Le
recenti dichiarazioni del ministro per la Transizione ecologica, Roberto
Cingolani, sulla sostenibilità degli allevamenti hanno scatenato un
vivace dibattito sfociato in una lettera aperta del professor Giuseppe
Pulina, presidente di Carni Sostenibili, docente di Zootecnica speciale
all’università di Sassari e collaboratore di ARAER, che volentieri
pubblichiamo. Al documento è stato riservato un giusto spazio negli
organi di stampa nazionale a iniziare dal Sole 24 Ore e nelle ore
successive alla pubblicazione il ministro Cingolani si è messo in
contatto con il professor Pulina convenendo sulla necessità di un
confronto tra le parti su basi scientifiche. L’auspicio è che il
confronto avvenga in tempi brevi.
Egregio Ministro, prof. Roberto Cingolani, il
compito che Le è stato assegnato è di centrale importanza per il nostro
Paese, specialmente in questo periodo storico: traghettare l’Italia
verso uno sviluppo sostenibile che sappia conciliare tutela
dell’ambiente e produttività. Da
molti anni il settore delle carni e dei salumi in Italia, che
l’associazione no-profit Carni Sostenibili riunisce con lo scopo di
sviluppare un dibattito basato su evidenze scientifiche e su documenti
ufficiali di istituzioni governative intorno al comparto, si è dato un
obiettivo simile: produrre cibo sufficiente, accessibile e di alta
qualità per soddisfare la domanda crescente a livello mondiale,
impattando sempre meno sull’ambiente.
+-------+
> [Dalle informazioni]:
1. Elenca tutti gli incarichi che il brano sulla lettera al ministro Cingolani attribuisce a Giuseppe Pulina.
2. Prosegui il brano sulla lettera al ministro Cingolani partendo dall'ultima frase riportata.
+-------+
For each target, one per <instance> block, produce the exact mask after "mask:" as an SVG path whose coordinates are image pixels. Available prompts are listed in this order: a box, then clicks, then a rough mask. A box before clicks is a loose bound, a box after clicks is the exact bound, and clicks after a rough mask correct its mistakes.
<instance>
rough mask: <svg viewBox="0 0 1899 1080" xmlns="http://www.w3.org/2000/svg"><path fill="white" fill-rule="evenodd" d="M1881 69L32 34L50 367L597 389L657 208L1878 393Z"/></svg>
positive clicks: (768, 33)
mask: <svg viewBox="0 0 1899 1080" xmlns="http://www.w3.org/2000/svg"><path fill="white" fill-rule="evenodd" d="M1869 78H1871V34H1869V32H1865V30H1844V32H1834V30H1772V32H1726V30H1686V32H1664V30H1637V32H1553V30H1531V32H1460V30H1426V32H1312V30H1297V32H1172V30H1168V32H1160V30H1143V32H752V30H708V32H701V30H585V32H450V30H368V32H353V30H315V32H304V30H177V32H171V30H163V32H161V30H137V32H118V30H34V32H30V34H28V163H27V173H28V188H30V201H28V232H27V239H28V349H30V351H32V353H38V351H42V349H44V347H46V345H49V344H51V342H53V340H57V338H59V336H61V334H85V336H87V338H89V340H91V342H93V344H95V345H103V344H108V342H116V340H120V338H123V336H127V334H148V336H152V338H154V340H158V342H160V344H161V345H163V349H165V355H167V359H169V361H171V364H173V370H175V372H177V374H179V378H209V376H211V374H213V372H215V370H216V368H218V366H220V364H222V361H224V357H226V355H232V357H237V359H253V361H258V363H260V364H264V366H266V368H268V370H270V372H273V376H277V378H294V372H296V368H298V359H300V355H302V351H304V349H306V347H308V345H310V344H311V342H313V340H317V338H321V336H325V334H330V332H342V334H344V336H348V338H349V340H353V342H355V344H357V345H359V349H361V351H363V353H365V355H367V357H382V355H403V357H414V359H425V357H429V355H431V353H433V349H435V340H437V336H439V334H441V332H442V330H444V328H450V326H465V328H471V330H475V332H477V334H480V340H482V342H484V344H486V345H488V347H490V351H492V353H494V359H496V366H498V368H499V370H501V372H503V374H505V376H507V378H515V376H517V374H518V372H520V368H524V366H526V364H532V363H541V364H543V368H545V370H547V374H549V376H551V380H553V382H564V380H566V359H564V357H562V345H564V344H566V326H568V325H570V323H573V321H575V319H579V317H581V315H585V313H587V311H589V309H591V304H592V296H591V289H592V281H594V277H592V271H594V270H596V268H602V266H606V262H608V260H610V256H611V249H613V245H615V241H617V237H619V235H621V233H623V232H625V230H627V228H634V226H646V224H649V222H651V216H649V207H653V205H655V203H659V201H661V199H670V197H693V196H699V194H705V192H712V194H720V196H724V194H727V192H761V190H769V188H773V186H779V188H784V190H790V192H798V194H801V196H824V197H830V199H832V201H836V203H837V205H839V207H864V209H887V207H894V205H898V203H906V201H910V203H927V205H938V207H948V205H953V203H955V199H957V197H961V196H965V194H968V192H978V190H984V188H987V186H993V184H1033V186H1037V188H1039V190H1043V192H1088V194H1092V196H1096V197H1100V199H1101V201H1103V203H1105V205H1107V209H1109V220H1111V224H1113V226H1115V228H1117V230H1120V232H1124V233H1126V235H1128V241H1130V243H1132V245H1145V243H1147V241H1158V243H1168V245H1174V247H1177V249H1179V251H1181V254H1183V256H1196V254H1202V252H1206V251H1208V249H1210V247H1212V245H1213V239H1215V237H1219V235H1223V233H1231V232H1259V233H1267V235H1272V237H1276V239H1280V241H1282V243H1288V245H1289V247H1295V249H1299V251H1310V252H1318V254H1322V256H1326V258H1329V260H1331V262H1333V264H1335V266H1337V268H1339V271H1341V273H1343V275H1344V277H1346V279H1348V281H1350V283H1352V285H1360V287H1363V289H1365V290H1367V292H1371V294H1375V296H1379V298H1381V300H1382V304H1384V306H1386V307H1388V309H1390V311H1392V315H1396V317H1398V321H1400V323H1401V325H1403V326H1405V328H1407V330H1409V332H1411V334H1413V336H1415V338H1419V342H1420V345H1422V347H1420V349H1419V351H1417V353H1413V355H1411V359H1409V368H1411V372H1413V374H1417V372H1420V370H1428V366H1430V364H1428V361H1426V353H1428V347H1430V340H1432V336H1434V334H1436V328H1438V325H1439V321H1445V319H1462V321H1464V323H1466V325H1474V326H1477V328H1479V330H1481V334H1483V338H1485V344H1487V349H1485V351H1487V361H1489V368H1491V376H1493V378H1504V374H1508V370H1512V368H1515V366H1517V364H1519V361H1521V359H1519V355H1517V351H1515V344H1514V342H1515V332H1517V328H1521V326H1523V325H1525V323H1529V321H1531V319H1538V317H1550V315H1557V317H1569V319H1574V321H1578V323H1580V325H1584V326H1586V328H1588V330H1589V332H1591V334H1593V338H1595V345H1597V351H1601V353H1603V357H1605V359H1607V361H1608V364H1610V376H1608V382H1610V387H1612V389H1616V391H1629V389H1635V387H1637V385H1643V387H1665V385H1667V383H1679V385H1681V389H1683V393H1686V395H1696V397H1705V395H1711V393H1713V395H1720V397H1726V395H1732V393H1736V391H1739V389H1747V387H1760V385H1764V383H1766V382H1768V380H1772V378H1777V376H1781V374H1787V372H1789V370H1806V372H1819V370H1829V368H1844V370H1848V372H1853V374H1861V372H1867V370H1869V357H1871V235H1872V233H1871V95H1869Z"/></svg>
+-------+
> [Risultati per compito]:
1.
- Presidente di Carni Sostenibili
- Docente di Zootecnica speciale all'università di Sassari
- Collaboratore di ARAER

2.
Sappiamo che la strada verso una completa sostenibilità delle attività
umane, fra cui la produzione della carne, è un percorso lungo, una
transizione appunto, e in questo cammino l’auspicio è che il nostro
comparto, sempre più un modello di riferimento per il resto del mondo,
diventi parte della soluzione e non solo un problema da liquidare
sbrigativamente. A questo proposito, vorremmo condividere con Lei i
“veri” numeri del comparto zootecnico italiano, consci che dietro a ogni
dato c’è il lavoro di professionisti, scienziati, agricoltori,
allevatori, agronomi, veterinari, che quotidianamente trasformano
ricerca e innovazione in buone pratiche a tutela delle persone, degli
animali e dell’ambiente.
Quanto inquina la produzione di carne in Italia? Sempre meno, e
l’affermazione è ancora più vera se confrontiamo le attività messe in
campo dal nostro Paese con quelle del resto del mondo.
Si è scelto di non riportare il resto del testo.